Exercise inputs
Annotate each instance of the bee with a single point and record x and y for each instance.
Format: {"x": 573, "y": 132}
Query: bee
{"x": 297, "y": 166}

...

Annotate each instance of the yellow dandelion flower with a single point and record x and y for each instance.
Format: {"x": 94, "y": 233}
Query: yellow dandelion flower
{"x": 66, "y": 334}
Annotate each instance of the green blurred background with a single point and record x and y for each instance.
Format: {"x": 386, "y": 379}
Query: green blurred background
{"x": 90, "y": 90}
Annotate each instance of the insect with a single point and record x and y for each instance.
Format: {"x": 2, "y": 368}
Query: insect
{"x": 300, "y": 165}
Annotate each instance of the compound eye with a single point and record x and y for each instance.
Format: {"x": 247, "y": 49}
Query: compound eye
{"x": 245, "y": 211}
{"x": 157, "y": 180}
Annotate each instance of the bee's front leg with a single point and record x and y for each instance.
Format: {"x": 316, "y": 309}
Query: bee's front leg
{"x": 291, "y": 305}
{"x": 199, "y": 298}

--

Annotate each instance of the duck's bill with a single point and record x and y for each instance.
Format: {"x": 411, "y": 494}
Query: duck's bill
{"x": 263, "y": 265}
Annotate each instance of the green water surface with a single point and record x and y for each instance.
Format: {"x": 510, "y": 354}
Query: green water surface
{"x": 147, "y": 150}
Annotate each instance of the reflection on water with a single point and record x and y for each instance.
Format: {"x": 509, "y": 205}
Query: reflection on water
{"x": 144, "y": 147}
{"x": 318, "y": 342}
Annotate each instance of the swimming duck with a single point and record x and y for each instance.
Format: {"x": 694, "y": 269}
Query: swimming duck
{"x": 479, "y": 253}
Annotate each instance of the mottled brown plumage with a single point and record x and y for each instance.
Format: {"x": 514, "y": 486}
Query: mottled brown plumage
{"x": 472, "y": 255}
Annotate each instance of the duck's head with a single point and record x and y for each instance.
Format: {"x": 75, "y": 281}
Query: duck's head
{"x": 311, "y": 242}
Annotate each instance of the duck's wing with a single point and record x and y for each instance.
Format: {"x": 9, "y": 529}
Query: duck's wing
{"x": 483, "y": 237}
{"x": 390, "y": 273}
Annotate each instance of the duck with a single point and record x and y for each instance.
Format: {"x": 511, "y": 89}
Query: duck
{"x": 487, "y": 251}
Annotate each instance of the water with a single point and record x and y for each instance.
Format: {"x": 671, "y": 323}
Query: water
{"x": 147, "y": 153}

What you should do
Show each line of the items above that contains the word "dandelion".

Output
Annotate each instance of the yellow dandelion flower with a single point and record x and y for each instance.
Query: yellow dandelion flower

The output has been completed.